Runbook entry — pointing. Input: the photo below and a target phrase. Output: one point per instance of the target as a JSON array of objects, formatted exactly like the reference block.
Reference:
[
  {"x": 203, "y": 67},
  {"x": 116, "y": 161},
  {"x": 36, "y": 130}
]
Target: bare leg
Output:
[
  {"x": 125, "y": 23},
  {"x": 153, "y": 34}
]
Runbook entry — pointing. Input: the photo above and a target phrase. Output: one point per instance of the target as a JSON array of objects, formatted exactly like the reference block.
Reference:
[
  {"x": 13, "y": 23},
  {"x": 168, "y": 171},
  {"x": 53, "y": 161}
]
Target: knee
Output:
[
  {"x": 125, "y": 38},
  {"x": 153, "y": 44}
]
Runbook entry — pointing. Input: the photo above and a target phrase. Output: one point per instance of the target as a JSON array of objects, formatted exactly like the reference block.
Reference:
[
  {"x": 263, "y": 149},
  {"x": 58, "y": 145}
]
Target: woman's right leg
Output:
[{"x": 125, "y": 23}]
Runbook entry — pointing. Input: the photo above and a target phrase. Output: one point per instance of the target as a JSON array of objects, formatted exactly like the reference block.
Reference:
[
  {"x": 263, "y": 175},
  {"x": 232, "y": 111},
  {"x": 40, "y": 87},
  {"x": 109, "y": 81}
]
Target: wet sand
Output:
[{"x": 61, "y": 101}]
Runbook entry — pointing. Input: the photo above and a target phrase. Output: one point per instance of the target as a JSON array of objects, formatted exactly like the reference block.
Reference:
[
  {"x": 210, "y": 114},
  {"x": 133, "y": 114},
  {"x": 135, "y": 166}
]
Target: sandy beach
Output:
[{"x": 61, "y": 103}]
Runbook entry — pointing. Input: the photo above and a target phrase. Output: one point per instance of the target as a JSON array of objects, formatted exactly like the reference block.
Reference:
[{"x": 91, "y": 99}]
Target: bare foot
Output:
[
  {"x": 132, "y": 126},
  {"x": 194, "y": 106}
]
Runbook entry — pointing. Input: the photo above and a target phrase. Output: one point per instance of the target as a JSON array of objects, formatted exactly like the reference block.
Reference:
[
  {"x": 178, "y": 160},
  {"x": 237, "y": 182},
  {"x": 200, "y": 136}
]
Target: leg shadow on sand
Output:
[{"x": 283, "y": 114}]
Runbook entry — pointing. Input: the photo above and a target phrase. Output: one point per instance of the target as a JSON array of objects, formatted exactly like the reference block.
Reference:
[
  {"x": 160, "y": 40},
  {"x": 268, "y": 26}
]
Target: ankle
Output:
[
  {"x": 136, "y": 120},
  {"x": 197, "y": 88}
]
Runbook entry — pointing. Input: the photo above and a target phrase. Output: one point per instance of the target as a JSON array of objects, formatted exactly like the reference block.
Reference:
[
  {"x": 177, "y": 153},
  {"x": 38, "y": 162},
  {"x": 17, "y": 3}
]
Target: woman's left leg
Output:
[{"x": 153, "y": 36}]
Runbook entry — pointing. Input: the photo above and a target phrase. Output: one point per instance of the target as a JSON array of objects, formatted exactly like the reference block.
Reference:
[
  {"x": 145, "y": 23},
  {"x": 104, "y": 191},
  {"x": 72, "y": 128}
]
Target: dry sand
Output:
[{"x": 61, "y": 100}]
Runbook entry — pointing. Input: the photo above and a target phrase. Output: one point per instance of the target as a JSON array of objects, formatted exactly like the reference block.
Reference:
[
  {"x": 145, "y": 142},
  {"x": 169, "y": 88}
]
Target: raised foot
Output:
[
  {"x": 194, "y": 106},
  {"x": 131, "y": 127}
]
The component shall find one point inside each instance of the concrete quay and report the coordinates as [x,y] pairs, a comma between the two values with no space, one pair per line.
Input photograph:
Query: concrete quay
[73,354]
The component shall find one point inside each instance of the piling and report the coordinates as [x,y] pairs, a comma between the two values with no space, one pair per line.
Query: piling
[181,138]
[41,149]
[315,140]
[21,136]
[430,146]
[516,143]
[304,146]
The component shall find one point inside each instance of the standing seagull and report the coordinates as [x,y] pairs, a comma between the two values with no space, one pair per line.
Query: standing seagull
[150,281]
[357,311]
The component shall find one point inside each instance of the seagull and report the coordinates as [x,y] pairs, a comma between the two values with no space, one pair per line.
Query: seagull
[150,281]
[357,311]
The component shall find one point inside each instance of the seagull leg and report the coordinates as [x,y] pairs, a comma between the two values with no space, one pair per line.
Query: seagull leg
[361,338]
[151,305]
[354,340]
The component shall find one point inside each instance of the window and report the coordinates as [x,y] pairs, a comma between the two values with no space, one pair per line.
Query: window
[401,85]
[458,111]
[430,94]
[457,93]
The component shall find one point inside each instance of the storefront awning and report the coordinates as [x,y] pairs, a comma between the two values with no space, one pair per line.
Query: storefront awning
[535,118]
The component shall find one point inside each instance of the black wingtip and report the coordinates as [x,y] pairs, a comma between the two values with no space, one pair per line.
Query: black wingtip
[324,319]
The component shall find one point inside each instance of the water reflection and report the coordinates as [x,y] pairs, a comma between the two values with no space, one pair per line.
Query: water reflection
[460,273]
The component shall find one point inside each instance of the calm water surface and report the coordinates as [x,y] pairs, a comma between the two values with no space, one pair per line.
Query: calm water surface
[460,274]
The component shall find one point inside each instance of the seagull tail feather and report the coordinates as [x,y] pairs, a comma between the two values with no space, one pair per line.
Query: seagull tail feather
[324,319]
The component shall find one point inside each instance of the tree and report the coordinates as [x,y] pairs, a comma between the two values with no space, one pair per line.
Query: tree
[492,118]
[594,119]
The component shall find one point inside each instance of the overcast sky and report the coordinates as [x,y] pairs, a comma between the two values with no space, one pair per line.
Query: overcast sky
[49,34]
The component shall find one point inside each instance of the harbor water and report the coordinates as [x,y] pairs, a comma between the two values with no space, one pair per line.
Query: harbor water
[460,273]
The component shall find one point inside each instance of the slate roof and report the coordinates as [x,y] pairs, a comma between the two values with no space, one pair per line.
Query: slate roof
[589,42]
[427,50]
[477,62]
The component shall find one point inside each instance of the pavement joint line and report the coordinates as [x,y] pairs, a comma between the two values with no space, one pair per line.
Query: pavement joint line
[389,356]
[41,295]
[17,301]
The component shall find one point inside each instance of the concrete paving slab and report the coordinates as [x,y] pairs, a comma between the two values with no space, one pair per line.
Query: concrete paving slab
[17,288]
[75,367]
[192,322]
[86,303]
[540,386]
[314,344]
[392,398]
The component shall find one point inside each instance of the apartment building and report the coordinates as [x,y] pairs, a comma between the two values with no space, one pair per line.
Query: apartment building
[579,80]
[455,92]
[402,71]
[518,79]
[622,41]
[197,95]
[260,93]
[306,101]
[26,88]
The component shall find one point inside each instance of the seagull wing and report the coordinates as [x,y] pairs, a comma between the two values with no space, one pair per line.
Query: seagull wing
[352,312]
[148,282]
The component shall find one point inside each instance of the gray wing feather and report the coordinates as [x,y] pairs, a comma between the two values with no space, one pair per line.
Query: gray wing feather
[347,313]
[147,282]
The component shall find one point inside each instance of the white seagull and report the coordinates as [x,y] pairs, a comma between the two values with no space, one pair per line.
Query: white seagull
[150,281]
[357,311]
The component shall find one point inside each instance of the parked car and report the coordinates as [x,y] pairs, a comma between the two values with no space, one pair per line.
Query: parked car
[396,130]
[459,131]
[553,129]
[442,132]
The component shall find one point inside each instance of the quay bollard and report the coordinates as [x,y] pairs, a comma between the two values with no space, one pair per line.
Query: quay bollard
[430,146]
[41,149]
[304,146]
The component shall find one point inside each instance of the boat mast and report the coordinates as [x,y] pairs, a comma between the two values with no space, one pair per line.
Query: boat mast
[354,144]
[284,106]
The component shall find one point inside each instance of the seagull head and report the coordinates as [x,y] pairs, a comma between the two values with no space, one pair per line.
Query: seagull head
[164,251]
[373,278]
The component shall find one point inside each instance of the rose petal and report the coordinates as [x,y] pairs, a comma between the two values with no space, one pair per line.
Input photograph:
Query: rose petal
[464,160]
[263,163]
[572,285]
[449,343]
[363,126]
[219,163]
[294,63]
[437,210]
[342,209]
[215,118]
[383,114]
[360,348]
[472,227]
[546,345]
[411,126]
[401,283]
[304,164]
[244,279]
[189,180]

################

### EXERCISE OBJECTIVE
Each line from the one with "the seagull head" through the end of the entries above is to be returned word for word. Nothing else belongs in the answer.

### REPLY TO THE TASK
The component shall find one point inside each instance of the seagull head and report the coordinates as [x,y] pairs, a comma between the two values with no space, one pair per line.
Query: seagull head
[164,251]
[373,278]
The component shall find one point inside each instance of the rose petal and report the coordinates as [x,y] pairs, a comma between the two values with no space, one pair per line.
Input photograph:
Query: rose petal
[464,160]
[263,163]
[572,285]
[449,343]
[363,126]
[219,163]
[294,63]
[437,210]
[342,209]
[215,118]
[383,114]
[360,348]
[472,227]
[546,345]
[411,126]
[401,283]
[304,164]
[244,279]
[189,180]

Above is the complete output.